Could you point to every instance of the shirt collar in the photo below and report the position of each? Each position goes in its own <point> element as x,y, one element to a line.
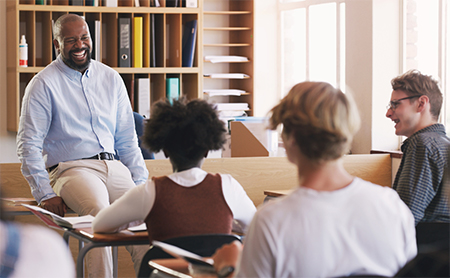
<point>189,177</point>
<point>438,128</point>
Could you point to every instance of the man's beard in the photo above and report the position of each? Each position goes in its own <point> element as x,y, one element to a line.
<point>75,66</point>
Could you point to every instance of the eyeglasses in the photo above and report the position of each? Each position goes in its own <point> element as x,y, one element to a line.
<point>393,104</point>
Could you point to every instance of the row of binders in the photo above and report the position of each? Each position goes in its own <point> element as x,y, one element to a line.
<point>137,3</point>
<point>131,47</point>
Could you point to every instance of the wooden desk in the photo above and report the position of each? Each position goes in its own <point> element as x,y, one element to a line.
<point>277,193</point>
<point>173,267</point>
<point>272,194</point>
<point>13,207</point>
<point>94,240</point>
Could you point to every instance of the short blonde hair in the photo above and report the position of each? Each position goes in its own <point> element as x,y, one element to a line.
<point>322,119</point>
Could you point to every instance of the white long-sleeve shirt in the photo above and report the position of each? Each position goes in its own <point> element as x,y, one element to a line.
<point>136,204</point>
<point>363,229</point>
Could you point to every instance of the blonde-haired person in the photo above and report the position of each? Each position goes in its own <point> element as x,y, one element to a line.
<point>333,224</point>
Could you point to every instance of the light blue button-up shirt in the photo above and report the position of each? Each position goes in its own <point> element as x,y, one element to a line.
<point>67,116</point>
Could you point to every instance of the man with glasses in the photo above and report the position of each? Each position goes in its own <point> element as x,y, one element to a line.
<point>415,105</point>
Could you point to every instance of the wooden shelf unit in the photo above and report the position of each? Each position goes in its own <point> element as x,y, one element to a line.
<point>228,30</point>
<point>24,17</point>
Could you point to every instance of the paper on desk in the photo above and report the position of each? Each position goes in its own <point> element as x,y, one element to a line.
<point>227,75</point>
<point>139,228</point>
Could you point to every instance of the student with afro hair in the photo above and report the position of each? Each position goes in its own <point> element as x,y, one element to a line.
<point>190,201</point>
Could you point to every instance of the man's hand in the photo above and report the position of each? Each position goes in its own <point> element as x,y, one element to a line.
<point>227,255</point>
<point>55,205</point>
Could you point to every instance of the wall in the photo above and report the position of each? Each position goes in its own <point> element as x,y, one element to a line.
<point>7,139</point>
<point>372,60</point>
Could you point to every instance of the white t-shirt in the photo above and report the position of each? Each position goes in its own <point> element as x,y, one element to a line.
<point>134,206</point>
<point>42,253</point>
<point>361,229</point>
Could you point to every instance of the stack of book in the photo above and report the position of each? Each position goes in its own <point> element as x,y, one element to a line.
<point>232,109</point>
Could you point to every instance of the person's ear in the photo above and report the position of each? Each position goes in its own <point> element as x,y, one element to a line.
<point>56,44</point>
<point>423,101</point>
<point>166,154</point>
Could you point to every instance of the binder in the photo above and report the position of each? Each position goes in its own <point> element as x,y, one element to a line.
<point>142,96</point>
<point>91,25</point>
<point>172,88</point>
<point>152,41</point>
<point>137,42</point>
<point>124,42</point>
<point>191,4</point>
<point>110,3</point>
<point>97,39</point>
<point>75,2</point>
<point>188,43</point>
<point>171,3</point>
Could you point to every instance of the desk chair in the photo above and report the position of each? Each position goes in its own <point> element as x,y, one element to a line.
<point>139,125</point>
<point>203,245</point>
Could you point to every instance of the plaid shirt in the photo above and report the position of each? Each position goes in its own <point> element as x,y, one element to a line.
<point>420,177</point>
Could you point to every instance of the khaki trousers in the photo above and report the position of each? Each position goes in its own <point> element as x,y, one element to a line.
<point>87,186</point>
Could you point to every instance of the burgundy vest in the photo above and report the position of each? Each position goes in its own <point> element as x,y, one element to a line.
<point>182,211</point>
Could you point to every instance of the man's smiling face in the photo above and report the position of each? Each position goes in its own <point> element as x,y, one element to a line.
<point>75,45</point>
<point>403,113</point>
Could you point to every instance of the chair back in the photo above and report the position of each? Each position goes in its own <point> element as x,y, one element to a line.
<point>139,126</point>
<point>428,233</point>
<point>203,245</point>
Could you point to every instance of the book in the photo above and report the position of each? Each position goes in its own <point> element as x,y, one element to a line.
<point>223,92</point>
<point>91,25</point>
<point>97,39</point>
<point>171,3</point>
<point>55,52</point>
<point>227,75</point>
<point>225,59</point>
<point>93,3</point>
<point>75,2</point>
<point>142,97</point>
<point>188,43</point>
<point>110,3</point>
<point>137,42</point>
<point>172,88</point>
<point>58,222</point>
<point>232,106</point>
<point>191,4</point>
<point>124,42</point>
<point>190,257</point>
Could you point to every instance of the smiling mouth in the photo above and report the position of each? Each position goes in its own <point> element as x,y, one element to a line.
<point>79,55</point>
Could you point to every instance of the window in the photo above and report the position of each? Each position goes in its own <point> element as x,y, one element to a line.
<point>312,42</point>
<point>427,44</point>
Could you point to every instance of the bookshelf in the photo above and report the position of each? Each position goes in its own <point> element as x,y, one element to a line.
<point>228,31</point>
<point>25,17</point>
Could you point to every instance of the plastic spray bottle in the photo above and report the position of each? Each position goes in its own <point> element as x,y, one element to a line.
<point>23,52</point>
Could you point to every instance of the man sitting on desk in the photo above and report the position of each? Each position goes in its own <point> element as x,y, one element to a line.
<point>76,114</point>
<point>414,108</point>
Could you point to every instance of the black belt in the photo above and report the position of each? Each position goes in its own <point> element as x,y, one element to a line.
<point>102,156</point>
<point>99,156</point>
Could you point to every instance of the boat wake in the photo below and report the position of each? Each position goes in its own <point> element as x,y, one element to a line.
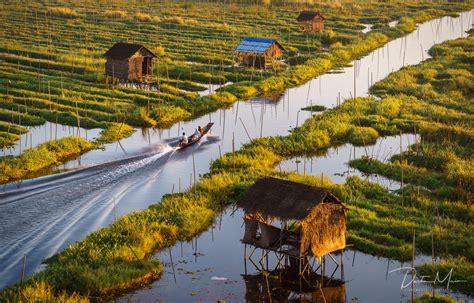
<point>57,210</point>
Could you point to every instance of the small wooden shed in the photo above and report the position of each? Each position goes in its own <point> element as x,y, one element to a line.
<point>259,52</point>
<point>311,21</point>
<point>320,217</point>
<point>128,61</point>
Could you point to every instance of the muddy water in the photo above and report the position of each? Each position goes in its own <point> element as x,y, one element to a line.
<point>45,215</point>
<point>217,270</point>
<point>331,165</point>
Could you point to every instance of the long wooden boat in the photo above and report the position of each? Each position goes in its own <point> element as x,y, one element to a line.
<point>193,140</point>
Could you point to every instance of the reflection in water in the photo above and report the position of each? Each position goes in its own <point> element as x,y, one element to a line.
<point>212,267</point>
<point>61,215</point>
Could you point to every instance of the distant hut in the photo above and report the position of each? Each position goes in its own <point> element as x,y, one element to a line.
<point>311,21</point>
<point>128,61</point>
<point>259,52</point>
<point>319,216</point>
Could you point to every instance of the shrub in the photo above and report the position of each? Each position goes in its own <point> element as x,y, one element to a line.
<point>388,107</point>
<point>360,135</point>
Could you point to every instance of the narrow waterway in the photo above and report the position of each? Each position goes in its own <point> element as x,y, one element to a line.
<point>212,267</point>
<point>42,216</point>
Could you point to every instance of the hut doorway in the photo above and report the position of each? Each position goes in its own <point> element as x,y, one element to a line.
<point>146,66</point>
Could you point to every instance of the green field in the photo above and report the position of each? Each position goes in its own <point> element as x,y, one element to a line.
<point>52,64</point>
<point>435,202</point>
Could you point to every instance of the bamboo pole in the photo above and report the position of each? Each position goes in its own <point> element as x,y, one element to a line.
<point>23,268</point>
<point>413,270</point>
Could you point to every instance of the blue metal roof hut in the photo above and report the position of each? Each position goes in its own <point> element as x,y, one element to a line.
<point>259,52</point>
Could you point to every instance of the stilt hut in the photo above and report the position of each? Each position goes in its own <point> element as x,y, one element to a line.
<point>128,61</point>
<point>311,21</point>
<point>259,52</point>
<point>285,285</point>
<point>312,220</point>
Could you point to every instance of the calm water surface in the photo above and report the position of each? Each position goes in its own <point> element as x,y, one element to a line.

*Directions*
Where an entry contains an image, skip the image; repeat everything else exactly.

*Written response*
Could you point to every instance of the shirt collar in the photo below and report the position of each? Each position goes in its own <point> element as x,y, one element to a line.
<point>189,177</point>
<point>438,128</point>
Could you point to every instance of the man's beard in the photo above and report the position of each? Each position goes in its own <point> element as x,y, one element to a line.
<point>75,66</point>
Could you point to every instance of the eyeglasses in the photo above and report the position of each? Each position goes in its own <point> element as x,y, one element to a line.
<point>393,104</point>
Could you point to every instance of the row of binders in the photo above and report the position of each? Each position goes in its own <point> element as x,y, one element to a line.
<point>137,3</point>
<point>131,47</point>
Could you point to every instance of the wooden desk in the photo above and report the position of each? Each position goes in its own <point> element as x,y, one element to a line.
<point>277,193</point>
<point>173,267</point>
<point>272,194</point>
<point>13,207</point>
<point>94,240</point>
Could you point to every instance of the short blonde hair in the photo above and report the position of each? Each position goes in its own <point> element as x,y, one element to a line.
<point>322,119</point>
Could you point to every instance of the white long-sleeve shirt in the photo above and report the position of each? Each position goes in its own <point> element as x,y, one element to a line.
<point>136,204</point>
<point>363,229</point>
Could you point to every instance of the blonde-haired person in the photo above and report the position of each? Each position goes in its own <point> element as x,y, one element to a line.
<point>333,224</point>
Could you point to every instance of the light blue button-up shirt in the photo above and report the position of each? Each position goes in its own <point> element as x,y, one element to a line.
<point>67,116</point>
Could you point to every instance of the man with glasses in the photo above and report the position of each? Each position goes in its own <point> element as x,y, one element to a line.
<point>415,105</point>
Could you point to every instance of the wooden shelf unit in the photo above and report the position of each? Each position goes in its own <point> element as x,y, one element to a line.
<point>228,30</point>
<point>24,17</point>
Could you point to every instance of the paper on desk in the photo above and report the position of each? Each position goes in its own <point> element as x,y, one element to a line.
<point>227,75</point>
<point>139,228</point>
Could you point to every instance of the student with afro hair in the photo above and report the position of each? Each position goes in its own <point> element as x,y, one element to a line.
<point>190,201</point>
Could you point to every instance of the man's hand in the photo above and report the position of each? Each position goes in its own <point> element as x,y, one element to a line.
<point>227,255</point>
<point>55,205</point>
Could you point to every instance of the wall in the photo above and report the position of each? Each position goes in its own <point> element as x,y, one element to a line.
<point>7,139</point>
<point>372,60</point>
Could you point to every instance of the white t-shirt in the photo above and report the position of each? Each position goes in its own <point> element as x,y, one element to a line.
<point>134,206</point>
<point>42,253</point>
<point>361,229</point>
Could you point to every instance of the stack of book in the photo above and report the position of each? Each position goes in its own <point> element as x,y, one element to a line.
<point>232,109</point>
Could you point to every instance of the person's ear in the photo above and report the position of each? Each position goes in its own <point> element as x,y, one element to a line.
<point>56,44</point>
<point>423,101</point>
<point>166,154</point>
Could you point to every instance of the binder in the photo above and report the position of each? Each position goes in its own <point> element as x,y, one element to a line.
<point>142,96</point>
<point>91,25</point>
<point>172,88</point>
<point>152,41</point>
<point>137,42</point>
<point>124,42</point>
<point>191,4</point>
<point>110,3</point>
<point>97,39</point>
<point>75,2</point>
<point>188,43</point>
<point>171,3</point>
Could you point to every instance of the desk chair in the photo above and report the position of each? Each position goes in its own <point> element as x,y, one element to a line.
<point>139,125</point>
<point>203,245</point>
Could you point to every instance of the plaid shirt in the photo above and report the position of each? Each position goes in its own <point> element as x,y, one element to a line.
<point>420,177</point>
Could you point to every instance of the khaki trousers in the photo above and report the position of each? Each position goes in its own <point> element as x,y, one element to a line.
<point>87,186</point>
Could you point to every instance of the burgundy vest in the photo above and report the position of each? Each position goes in its own <point> element as x,y, one element to a line.
<point>182,211</point>
Could you point to every instance of the man's smiling face in the photo above and report the position of each? Each position goes in its own <point> element as x,y, one element to a line.
<point>75,45</point>
<point>403,113</point>
Could you point to every instance of the chair back in the photo above and report the position of each? Each position goes in its own <point> element as x,y, one element to a line.
<point>139,126</point>
<point>428,233</point>
<point>203,245</point>
Could you point to every instance of the book in the photo above and report the position of each? Each position goes in its own <point> element as x,y, one element to a line.
<point>223,92</point>
<point>91,25</point>
<point>97,39</point>
<point>171,3</point>
<point>55,52</point>
<point>227,75</point>
<point>225,59</point>
<point>93,3</point>
<point>75,2</point>
<point>142,97</point>
<point>188,43</point>
<point>110,3</point>
<point>137,42</point>
<point>172,88</point>
<point>58,222</point>
<point>232,106</point>
<point>191,4</point>
<point>124,42</point>
<point>190,257</point>
Could you point to every instance of the smiling mouth in the photo above and report the position of each? Each position goes in its own <point> element as x,y, one element to a line.
<point>79,55</point>
Could you point to every instance of the window in the photo above and report the position of each? Each position goes in its own <point> element as x,y, one element to a line.
<point>312,42</point>
<point>427,44</point>
Could you point to every instance of the bookshelf in the photo above and report the position of each? Each position goes in its own <point> element as x,y, one element to a line.
<point>228,31</point>
<point>25,17</point>
Could you point to every instance of the plastic spray bottle in the photo above and report the position of each? Each position goes in its own <point> element as x,y, one element to a line.
<point>23,52</point>
Could you point to every instance of the man sitting on desk in the photo above and report the position of each? Each position goes in its own <point> element as x,y, one element to a line.
<point>76,114</point>
<point>414,108</point>
Could you point to every instance of the black belt in the photo above and report the position of each? Each position goes in its own <point> element as x,y, one element to a line.
<point>102,156</point>
<point>99,156</point>
Could you point to every instance of the boat wake in the photo below and report the position of each? Each position goes in its own <point> element as x,y, one element to a line.
<point>57,210</point>
Could you point to every instance of the small wooden shed in the photo above and report the position of each? Each position goes in its own <point> element as x,y, one element to a line.
<point>259,52</point>
<point>311,21</point>
<point>320,217</point>
<point>128,61</point>
Could you point to every instance of the muddy water in the photo above and report the position of each? Each position goes in its own <point> element as x,y, one element to a line.
<point>45,215</point>
<point>217,270</point>
<point>331,165</point>
Could you point to every instance of the long wooden boat in the photo above and report the position of each? Each position goes in its own <point> element as x,y, one element to a line.
<point>193,140</point>
Could you point to every instance of the reflection in water in the photo above and report the position of each? Each position goes in its own <point> element as x,y, one element to a line.
<point>212,267</point>
<point>61,215</point>
Could you point to every instance of the distant hut in the photo above and report the position of each? Each position goes in its own <point> element as x,y, one element to a line.
<point>311,21</point>
<point>128,61</point>
<point>259,52</point>
<point>319,216</point>
Could you point to every instance of the shrub in the photo above and report the position of each? Each position goes in its own <point> element as x,y, one element to a line.
<point>388,107</point>
<point>360,135</point>
Could you point to every instance of the narrow waterway in the photo above and report the position of each? Each position goes in its own <point> element as x,y, one element to a line.
<point>212,267</point>
<point>42,216</point>
Could you point to every instance of the hut doorway in the photo above and report the position of each? Each position goes in its own <point> element as x,y, one element to a line.
<point>146,66</point>
Could you point to every instance of the green field in the photo above and report the position of each? Each position goes in its own <point> element as x,y, one element to a line.
<point>52,64</point>
<point>435,202</point>
Could you point to every instance of the bamboo pole in the photo above and report the position of each? Each position goes in its own <point> element as x,y, one element to a line.
<point>23,268</point>
<point>413,270</point>
Could you point to every instance of the blue metal roof hut in the photo above and report the position of each? Each position goes in its own <point> element as x,y, one element to a line.
<point>259,52</point>
Could you point to every instance of the stilt hut in the photo above and report the position of each? Each position goes in its own <point> element as x,y, one element to a line.
<point>128,61</point>
<point>311,21</point>
<point>259,52</point>
<point>285,285</point>
<point>312,220</point>
Could you point to every instance of the calm water surface in the photo above and report the position of each? Each position goes in its own <point> element as x,y, one element to a line.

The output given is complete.